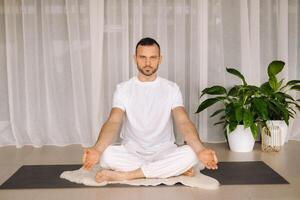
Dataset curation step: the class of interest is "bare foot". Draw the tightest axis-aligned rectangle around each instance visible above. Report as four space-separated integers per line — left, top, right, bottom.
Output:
96 169 127 183
181 167 195 177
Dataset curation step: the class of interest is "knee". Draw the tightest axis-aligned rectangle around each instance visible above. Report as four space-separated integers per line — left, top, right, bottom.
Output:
100 146 114 168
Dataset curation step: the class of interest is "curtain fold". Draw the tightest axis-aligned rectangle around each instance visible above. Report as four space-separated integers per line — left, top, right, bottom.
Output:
0 0 300 147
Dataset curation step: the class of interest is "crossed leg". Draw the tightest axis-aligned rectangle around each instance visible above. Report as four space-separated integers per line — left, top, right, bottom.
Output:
96 146 197 182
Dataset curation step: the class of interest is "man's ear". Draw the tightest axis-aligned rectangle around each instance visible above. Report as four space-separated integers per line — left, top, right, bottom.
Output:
159 55 162 64
133 54 137 64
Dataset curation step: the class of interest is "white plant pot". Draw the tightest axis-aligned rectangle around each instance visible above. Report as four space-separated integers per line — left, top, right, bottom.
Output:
227 125 255 152
267 120 288 146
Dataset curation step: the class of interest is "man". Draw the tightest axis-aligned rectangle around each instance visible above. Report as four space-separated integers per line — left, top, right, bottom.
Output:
82 38 218 182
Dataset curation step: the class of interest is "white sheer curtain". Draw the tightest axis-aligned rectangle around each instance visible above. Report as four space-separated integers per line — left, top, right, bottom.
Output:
0 0 300 146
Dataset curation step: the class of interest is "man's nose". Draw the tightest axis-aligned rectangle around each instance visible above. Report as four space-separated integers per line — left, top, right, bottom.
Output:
146 58 151 65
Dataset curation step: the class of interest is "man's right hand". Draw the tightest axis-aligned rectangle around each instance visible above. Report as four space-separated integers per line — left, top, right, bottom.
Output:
82 147 100 170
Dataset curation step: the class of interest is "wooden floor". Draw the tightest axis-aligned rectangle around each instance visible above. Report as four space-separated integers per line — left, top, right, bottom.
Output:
0 141 300 200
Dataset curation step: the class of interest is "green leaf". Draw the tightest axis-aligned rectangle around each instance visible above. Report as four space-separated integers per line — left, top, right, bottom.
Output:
291 85 300 91
268 60 285 77
228 85 240 96
229 121 238 133
226 68 247 85
196 97 225 113
243 109 253 128
270 100 289 125
209 108 225 117
269 75 278 91
260 82 273 94
200 85 226 98
219 115 226 120
250 123 258 140
214 121 225 126
286 80 300 85
234 105 243 123
253 98 269 120
278 92 295 101
277 79 283 88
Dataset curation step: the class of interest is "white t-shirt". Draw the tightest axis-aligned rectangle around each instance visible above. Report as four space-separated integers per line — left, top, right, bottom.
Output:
112 77 183 155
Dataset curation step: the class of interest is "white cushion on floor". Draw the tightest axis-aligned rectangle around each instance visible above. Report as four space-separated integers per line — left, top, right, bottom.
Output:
60 165 219 190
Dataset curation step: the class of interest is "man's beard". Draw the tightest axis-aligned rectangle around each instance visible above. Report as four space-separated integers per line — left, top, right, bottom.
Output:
137 66 158 76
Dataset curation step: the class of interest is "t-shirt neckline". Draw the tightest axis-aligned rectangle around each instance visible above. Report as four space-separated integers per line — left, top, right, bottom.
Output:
134 76 160 85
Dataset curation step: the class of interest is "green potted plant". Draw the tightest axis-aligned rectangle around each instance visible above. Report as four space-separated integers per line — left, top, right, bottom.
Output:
260 60 300 145
196 68 268 152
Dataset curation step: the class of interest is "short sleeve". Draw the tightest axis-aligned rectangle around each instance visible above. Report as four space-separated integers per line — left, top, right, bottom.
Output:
112 85 125 111
172 84 184 109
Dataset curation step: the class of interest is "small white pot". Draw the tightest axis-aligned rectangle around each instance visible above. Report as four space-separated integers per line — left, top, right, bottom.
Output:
267 120 288 146
227 125 255 152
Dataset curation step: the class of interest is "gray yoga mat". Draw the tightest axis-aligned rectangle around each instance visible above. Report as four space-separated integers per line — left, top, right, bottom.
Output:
0 161 288 189
201 161 289 185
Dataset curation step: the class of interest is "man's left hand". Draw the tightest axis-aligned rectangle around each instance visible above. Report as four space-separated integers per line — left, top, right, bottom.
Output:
197 149 218 169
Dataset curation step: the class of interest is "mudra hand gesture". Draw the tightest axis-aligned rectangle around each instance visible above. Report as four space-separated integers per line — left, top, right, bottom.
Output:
197 149 218 169
82 147 100 170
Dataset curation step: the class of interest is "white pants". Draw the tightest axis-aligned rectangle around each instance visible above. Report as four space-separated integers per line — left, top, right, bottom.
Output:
100 145 198 178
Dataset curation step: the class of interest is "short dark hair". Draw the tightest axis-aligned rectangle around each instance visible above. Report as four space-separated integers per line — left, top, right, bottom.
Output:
135 37 160 54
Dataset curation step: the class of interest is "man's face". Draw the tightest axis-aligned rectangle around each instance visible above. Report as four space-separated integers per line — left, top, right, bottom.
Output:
134 44 161 76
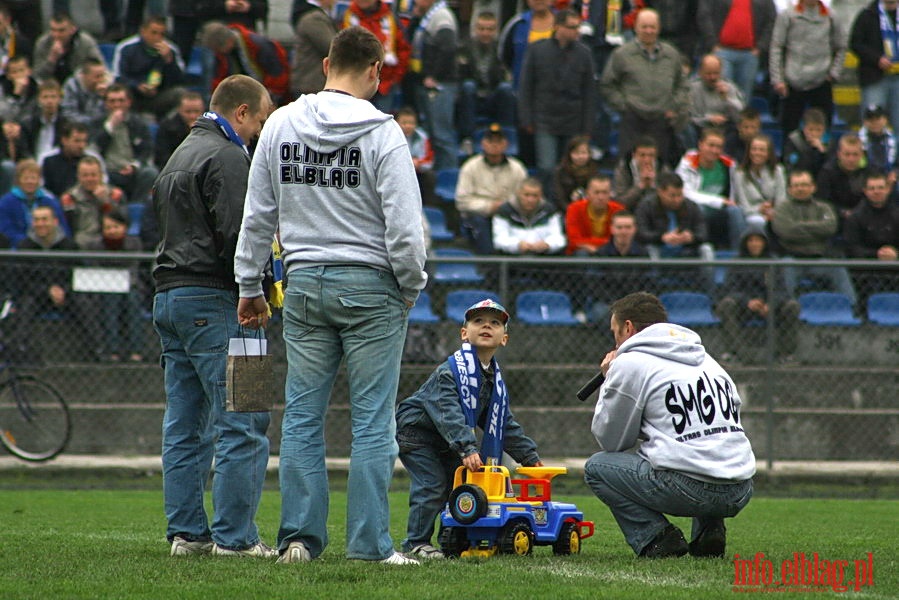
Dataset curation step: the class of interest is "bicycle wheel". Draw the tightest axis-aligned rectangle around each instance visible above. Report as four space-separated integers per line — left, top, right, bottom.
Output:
0 376 72 461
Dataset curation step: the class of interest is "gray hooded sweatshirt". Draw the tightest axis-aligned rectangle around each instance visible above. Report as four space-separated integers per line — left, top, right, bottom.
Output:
234 92 427 302
592 323 755 483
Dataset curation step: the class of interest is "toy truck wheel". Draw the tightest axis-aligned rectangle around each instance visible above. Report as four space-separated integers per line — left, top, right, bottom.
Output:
553 523 581 555
449 483 487 525
499 521 534 556
437 527 469 558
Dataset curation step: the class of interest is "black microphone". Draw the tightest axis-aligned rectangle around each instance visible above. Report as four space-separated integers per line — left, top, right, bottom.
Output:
577 371 606 402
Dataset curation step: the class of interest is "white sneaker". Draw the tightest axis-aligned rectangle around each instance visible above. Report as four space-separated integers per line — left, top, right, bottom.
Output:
212 542 278 558
378 552 421 565
278 542 312 564
409 544 443 559
169 535 212 556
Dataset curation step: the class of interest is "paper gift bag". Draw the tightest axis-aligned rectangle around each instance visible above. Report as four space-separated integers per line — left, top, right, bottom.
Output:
225 332 275 412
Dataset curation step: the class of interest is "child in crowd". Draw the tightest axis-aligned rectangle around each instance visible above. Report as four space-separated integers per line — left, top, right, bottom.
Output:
396 107 437 206
396 300 543 558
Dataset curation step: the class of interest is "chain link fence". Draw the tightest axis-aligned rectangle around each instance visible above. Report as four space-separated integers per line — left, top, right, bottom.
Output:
0 252 899 461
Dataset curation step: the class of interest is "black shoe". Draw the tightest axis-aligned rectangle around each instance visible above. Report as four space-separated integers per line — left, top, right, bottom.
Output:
690 520 727 558
640 523 689 558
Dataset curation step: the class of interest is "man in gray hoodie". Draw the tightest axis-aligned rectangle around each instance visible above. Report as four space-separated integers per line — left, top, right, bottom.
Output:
234 27 427 565
584 292 755 558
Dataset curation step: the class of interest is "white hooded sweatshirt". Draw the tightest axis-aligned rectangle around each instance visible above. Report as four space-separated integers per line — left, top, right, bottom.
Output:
234 92 427 302
592 323 755 483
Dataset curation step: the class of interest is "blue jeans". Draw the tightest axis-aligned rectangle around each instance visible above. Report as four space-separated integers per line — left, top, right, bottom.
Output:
415 82 459 171
584 452 752 554
396 427 462 552
715 48 759 105
278 265 408 560
153 287 270 550
859 75 899 139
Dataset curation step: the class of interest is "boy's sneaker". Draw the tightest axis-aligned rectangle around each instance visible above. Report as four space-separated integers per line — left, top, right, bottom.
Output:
409 544 443 558
378 552 421 566
278 542 312 564
169 535 212 556
212 542 278 558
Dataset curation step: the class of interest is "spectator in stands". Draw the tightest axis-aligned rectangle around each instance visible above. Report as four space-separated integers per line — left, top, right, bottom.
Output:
676 128 746 250
456 11 516 154
771 171 856 305
0 2 31 72
41 121 106 197
690 54 745 140
733 134 787 230
493 177 565 255
553 135 599 211
22 79 63 162
201 21 290 106
518 9 596 195
456 124 528 254
60 58 112 124
636 173 713 259
858 105 899 176
715 227 799 363
768 0 847 135
290 0 337 96
613 135 671 211
696 0 777 100
600 9 690 164
153 91 206 169
724 106 760 163
34 13 103 82
396 106 439 206
341 0 412 113
0 55 37 119
783 108 830 177
408 0 459 171
816 133 867 223
0 158 68 248
849 0 899 137
91 83 159 207
60 156 126 250
565 175 624 256
843 172 899 306
82 209 145 362
112 16 184 119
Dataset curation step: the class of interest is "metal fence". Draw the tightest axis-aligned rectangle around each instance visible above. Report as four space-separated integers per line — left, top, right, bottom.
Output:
0 252 899 462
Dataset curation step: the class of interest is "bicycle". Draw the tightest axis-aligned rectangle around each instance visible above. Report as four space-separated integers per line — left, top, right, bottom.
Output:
0 299 72 462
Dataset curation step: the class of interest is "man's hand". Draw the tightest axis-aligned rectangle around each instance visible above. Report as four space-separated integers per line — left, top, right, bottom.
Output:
237 296 268 329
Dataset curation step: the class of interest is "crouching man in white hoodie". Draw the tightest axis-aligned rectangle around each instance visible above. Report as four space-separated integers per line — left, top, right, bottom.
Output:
584 292 755 558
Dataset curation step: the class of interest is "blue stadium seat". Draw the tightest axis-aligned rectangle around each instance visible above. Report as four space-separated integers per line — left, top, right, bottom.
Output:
434 169 459 202
659 292 721 327
444 290 502 324
799 292 861 326
434 248 484 283
409 291 440 323
424 206 456 242
515 290 580 325
868 292 899 327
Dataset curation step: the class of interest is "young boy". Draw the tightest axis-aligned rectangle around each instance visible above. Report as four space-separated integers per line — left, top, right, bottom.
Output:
396 300 543 558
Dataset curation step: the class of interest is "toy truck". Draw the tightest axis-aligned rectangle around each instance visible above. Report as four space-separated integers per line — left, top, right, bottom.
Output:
438 465 593 558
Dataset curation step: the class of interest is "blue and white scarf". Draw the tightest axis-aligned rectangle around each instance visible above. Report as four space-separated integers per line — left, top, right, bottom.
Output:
447 342 509 464
200 110 250 156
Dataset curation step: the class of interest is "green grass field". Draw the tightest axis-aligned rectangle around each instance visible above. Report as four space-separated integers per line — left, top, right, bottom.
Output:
0 487 899 600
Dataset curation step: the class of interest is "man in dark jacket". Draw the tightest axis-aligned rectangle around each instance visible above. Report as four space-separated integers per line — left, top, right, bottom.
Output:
849 0 899 134
153 75 276 558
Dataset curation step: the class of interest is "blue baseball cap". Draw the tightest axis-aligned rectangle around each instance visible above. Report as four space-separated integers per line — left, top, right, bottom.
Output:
465 298 509 325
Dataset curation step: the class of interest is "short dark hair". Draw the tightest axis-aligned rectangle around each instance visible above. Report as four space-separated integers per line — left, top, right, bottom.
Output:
656 172 684 190
209 75 269 115
328 25 384 73
609 292 668 331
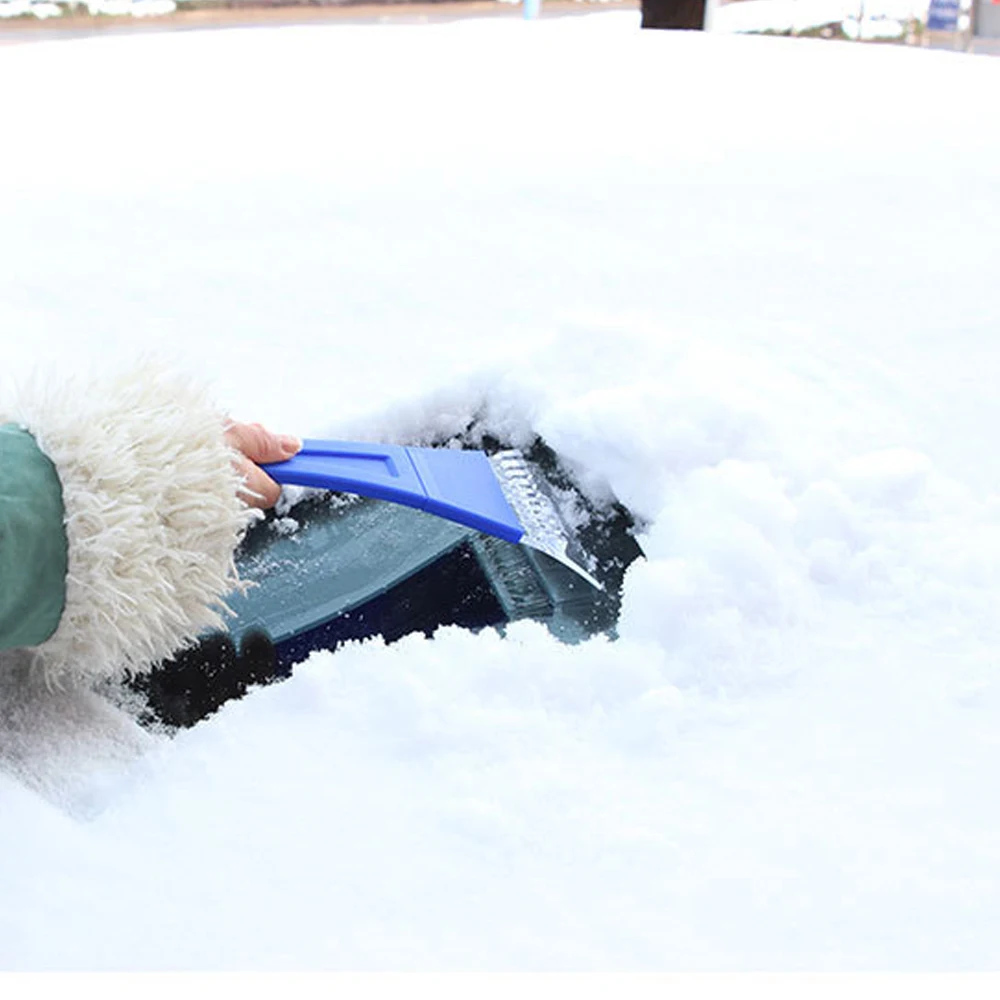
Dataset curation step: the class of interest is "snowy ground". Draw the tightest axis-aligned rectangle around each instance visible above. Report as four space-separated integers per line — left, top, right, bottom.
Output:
0 13 1000 970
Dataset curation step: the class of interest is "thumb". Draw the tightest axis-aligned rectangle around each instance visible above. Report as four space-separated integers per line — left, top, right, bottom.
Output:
226 424 302 463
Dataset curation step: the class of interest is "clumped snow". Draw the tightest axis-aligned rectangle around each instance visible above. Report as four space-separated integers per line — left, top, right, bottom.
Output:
0 13 1000 970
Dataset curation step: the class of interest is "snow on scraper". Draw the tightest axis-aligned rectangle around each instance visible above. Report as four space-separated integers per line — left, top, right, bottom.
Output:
134 440 641 726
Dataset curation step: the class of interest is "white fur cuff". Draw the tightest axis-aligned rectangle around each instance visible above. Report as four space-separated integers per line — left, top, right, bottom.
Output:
4 368 253 683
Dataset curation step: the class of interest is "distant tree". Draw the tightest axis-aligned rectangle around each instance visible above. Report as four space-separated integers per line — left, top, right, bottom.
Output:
642 0 705 31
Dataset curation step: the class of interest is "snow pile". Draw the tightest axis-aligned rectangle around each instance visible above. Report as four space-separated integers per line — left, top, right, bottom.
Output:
711 0 928 40
0 13 1000 970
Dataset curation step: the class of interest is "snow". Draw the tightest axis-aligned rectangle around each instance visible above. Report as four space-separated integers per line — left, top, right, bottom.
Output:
0 12 1000 971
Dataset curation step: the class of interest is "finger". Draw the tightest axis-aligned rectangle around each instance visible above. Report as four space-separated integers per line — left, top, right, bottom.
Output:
226 424 302 462
236 458 281 510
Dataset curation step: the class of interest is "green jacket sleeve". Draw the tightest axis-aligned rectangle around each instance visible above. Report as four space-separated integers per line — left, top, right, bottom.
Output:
0 424 68 649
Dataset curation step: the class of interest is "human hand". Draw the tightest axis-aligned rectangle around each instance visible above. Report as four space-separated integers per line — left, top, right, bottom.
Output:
225 421 302 510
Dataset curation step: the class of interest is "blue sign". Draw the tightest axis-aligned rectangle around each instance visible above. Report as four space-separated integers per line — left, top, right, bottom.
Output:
927 0 959 31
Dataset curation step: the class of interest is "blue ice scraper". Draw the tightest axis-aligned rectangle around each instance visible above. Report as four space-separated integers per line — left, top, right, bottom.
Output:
262 440 601 589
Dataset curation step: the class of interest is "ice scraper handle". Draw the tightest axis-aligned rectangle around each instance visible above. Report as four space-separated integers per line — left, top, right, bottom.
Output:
261 440 524 542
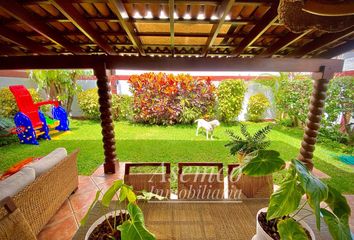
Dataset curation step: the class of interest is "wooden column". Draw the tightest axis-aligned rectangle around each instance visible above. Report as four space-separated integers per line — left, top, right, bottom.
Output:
298 67 334 170
94 63 116 173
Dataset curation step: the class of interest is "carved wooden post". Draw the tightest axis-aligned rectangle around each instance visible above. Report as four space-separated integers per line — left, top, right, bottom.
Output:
298 67 334 170
94 63 116 173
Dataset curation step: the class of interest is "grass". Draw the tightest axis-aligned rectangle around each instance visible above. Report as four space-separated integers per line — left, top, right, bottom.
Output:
0 120 354 193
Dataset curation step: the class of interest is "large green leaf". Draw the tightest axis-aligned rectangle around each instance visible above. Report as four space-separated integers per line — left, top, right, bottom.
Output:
118 203 156 240
80 191 101 225
278 218 308 240
321 208 352 240
292 160 328 229
325 185 351 218
242 150 285 176
102 180 123 207
267 167 302 220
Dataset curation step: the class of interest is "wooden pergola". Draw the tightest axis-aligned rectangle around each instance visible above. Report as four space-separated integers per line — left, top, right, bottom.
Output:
0 0 354 173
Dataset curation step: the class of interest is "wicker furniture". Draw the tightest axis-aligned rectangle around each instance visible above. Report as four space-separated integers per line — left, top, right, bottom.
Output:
124 163 171 198
0 150 78 239
227 164 273 199
0 197 36 240
73 199 331 240
178 163 224 200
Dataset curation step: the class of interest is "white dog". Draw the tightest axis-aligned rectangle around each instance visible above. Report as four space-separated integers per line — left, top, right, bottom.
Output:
195 119 220 139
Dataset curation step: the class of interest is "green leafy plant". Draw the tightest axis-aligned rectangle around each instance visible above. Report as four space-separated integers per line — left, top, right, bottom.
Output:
78 88 132 120
29 70 89 113
247 93 270 122
0 88 48 117
81 180 161 240
225 123 271 161
217 79 246 122
239 157 351 240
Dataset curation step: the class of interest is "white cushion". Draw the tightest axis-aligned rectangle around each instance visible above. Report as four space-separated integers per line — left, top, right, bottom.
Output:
26 148 68 177
0 167 36 200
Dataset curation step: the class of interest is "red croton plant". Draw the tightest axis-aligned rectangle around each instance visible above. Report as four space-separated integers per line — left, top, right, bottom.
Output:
129 72 215 124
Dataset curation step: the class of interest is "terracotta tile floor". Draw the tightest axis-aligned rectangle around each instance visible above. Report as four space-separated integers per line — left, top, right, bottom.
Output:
38 163 354 240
+---+
• TASK OBJECTIVE: State how many lines in the records above contain the string "sleeve", matching case exactly, and give only that number.

• THE OUTPUT: 2